Data to examine »
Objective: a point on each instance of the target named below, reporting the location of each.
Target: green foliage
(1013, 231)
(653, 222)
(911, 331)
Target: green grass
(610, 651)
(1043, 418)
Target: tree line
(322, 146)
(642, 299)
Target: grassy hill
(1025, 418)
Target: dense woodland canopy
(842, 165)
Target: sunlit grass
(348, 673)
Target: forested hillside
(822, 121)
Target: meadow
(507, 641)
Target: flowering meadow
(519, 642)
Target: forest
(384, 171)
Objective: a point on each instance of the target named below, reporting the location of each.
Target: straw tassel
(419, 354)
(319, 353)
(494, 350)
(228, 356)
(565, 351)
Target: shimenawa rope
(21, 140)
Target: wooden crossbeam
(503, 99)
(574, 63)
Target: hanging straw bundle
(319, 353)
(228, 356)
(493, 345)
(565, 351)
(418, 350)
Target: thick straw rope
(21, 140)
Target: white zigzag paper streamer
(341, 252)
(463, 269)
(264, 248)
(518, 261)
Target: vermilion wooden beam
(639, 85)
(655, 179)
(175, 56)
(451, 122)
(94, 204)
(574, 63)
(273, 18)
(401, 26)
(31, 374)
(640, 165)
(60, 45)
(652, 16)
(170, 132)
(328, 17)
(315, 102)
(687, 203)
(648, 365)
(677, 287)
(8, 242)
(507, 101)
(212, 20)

Work order »
Each record above should be reproduced in full, exactly as it stands.

Exercise answer »
Objective: a point on each instance of the target named below, reporting the location of each.
Target: green foliage
(1013, 231)
(653, 222)
(911, 331)
Target: green grass
(610, 651)
(1043, 418)
Target: tree line
(322, 146)
(642, 299)
Target: grassy hill
(1025, 418)
Target: dense woodland canopy
(842, 165)
Target: sunlit grass
(348, 673)
Target: forested hillside
(822, 121)
Target: meadow
(507, 641)
Target: flowering meadow
(519, 642)
Target: forest
(384, 171)
Objective: a point on each instance of the target named below, reporting the location of each.
Target: straw tassel
(419, 354)
(319, 353)
(494, 350)
(228, 356)
(565, 351)
Target: shimenawa rope
(21, 140)
Target: wooden crossbeam
(503, 99)
(574, 63)
Target: hanging straw bundle
(319, 353)
(228, 356)
(493, 345)
(565, 351)
(418, 350)
Target: thick straw rope
(21, 140)
Target: white zigzag paper streamer
(341, 252)
(463, 269)
(264, 248)
(518, 261)
Target: vermilion wooden beam
(639, 85)
(655, 179)
(175, 56)
(451, 122)
(94, 204)
(574, 63)
(273, 18)
(401, 26)
(31, 374)
(640, 165)
(60, 45)
(652, 16)
(170, 132)
(328, 17)
(315, 102)
(687, 203)
(648, 365)
(677, 287)
(8, 242)
(507, 101)
(212, 20)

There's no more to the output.